EXERCISE GOAL → Copy out all the entries below, word for word.

MATERIAL FOR THIS TASK →
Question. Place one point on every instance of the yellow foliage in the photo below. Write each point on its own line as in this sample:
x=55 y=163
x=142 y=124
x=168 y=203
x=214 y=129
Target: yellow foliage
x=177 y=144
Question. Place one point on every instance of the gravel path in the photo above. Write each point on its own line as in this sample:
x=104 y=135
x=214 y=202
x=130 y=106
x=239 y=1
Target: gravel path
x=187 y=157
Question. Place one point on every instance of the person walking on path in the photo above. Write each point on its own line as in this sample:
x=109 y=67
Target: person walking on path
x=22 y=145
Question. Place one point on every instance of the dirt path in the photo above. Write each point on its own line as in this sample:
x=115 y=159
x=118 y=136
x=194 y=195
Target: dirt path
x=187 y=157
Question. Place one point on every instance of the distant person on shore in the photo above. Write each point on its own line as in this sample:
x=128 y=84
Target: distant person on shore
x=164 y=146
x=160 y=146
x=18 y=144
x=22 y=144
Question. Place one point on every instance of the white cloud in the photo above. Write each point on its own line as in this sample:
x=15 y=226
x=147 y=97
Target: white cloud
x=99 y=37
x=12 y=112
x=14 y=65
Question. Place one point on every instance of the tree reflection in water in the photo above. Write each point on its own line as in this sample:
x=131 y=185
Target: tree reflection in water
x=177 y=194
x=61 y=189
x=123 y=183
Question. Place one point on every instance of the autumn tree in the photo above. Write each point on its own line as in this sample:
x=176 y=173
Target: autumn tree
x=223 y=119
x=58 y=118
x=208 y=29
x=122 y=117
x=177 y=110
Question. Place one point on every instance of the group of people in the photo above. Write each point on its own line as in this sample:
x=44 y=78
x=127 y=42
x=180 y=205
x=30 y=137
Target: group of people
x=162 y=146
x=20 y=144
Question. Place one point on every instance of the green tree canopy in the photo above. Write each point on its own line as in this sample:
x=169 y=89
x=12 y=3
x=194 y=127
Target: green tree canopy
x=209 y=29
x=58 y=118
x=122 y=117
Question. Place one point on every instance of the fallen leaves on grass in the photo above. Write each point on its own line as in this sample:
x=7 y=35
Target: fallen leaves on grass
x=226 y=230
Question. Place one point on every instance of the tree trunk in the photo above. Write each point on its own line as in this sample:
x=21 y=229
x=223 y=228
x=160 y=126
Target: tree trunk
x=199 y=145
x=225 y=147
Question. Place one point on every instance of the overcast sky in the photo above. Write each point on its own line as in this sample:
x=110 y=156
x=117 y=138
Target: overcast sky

RESULT OF THIS TASK →
Question. Place one point on every instance of the yellow foliage in the photo below. Write each point on its own line as in this sample:
x=55 y=163
x=142 y=124
x=168 y=203
x=214 y=129
Target: yellow foliage
x=177 y=144
Question. Place one point on every instance of the gravel path in the photo above. Write each point on its own line as in this sample:
x=104 y=135
x=214 y=202
x=130 y=106
x=239 y=1
Target: gravel path
x=187 y=157
Question. Place one point on every instance of the person walking on path in the photo above. Write each point on its own line as in this sample:
x=109 y=67
Target: person walking on path
x=22 y=145
Question. Place one point on every instance of the dirt path in the photo above. Write each point on its own line as in this sample:
x=115 y=159
x=118 y=136
x=194 y=195
Target: dirt path
x=187 y=157
Question. Place one point on every instance of the distant person on shore in the photo above. Write each point on its own line as in this sample:
x=128 y=84
Target: distant person on shore
x=164 y=146
x=160 y=146
x=18 y=144
x=22 y=144
Question. Place one point on every instance of the white cloud in the photo above. Write each point on its own line as in this sample:
x=15 y=226
x=147 y=97
Target: white cloud
x=99 y=37
x=12 y=112
x=14 y=65
Question. Place one point on every instance of the tree reflection in water in the photo above. Write each point on its own line as in this sample:
x=131 y=185
Target: tree reflection in water
x=177 y=194
x=61 y=189
x=123 y=183
Question. Place one point on every instance of the autumn tree in the photo above. Write each point on its own line as in this sample:
x=176 y=173
Target: autumn tree
x=223 y=119
x=58 y=118
x=208 y=29
x=122 y=117
x=177 y=110
Question. Place one point on every instance of the group of people in the photo above. Write each point on its own line as in this sample:
x=44 y=78
x=127 y=42
x=180 y=205
x=30 y=137
Target: group of people
x=162 y=146
x=20 y=144
Question. Place one point on every instance of the green tree canopy in the photo above. Write each point on its own line as in this sample:
x=169 y=89
x=12 y=3
x=194 y=127
Target: green tree canopy
x=209 y=29
x=58 y=118
x=122 y=117
Question. Place one point on every instance of the fallen leaves on grass in the photo above. Write each point on its own line as in this sample:
x=7 y=35
Target: fallen leaves on grass
x=226 y=230
Question. Place one point on every instance of the tree trunk in the photo above. Write each point on its own line as in this sample:
x=21 y=229
x=223 y=228
x=160 y=126
Target: tree trunk
x=199 y=145
x=225 y=147
Question. Place one point on every instance of the overcast sky in the photo above. Write each point on its own line as in this sample:
x=110 y=156
x=117 y=138
Target: overcast sky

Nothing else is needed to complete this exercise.